▶ **SOURCE RECORDS**
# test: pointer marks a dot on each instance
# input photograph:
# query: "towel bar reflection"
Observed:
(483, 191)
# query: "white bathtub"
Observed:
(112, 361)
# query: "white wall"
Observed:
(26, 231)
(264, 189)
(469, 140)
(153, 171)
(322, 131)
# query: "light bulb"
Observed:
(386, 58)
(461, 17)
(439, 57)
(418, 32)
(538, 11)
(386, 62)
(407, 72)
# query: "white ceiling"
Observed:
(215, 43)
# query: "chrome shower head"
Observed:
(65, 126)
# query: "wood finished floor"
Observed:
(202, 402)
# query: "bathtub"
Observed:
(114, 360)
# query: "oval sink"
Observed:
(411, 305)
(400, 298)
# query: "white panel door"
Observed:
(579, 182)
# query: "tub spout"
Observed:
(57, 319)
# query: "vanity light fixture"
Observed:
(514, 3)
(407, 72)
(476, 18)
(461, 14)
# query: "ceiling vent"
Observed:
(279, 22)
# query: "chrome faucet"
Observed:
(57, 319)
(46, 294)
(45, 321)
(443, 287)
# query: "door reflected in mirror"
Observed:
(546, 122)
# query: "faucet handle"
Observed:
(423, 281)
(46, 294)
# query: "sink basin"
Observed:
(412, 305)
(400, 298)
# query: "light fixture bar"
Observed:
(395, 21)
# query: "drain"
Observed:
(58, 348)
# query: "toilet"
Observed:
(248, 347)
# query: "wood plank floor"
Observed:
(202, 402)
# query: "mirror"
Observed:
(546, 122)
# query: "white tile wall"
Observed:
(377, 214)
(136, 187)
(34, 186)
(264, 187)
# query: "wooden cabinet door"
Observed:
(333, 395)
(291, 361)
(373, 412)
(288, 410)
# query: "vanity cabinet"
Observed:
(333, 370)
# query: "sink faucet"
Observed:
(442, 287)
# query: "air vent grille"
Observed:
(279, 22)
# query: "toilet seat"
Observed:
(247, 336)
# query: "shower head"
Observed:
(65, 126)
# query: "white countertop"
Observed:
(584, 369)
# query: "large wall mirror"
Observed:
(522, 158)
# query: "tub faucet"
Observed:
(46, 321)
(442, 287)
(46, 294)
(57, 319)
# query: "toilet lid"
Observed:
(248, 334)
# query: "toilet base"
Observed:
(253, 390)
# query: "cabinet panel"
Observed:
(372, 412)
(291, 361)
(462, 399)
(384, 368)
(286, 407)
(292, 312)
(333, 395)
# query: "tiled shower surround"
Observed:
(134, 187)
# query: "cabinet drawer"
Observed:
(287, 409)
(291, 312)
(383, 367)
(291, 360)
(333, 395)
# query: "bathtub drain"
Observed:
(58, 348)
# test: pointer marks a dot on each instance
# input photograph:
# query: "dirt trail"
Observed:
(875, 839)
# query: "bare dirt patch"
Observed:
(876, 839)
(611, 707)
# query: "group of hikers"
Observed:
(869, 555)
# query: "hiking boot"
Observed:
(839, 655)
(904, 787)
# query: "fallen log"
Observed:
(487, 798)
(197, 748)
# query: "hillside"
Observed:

▶ **ACTIVITY**
Go through the material above and copy each line that holds the string "vent".

▶ **RESPONSE TO THE TASK**
# query: "ceiling vent"
# query: "air vent grille"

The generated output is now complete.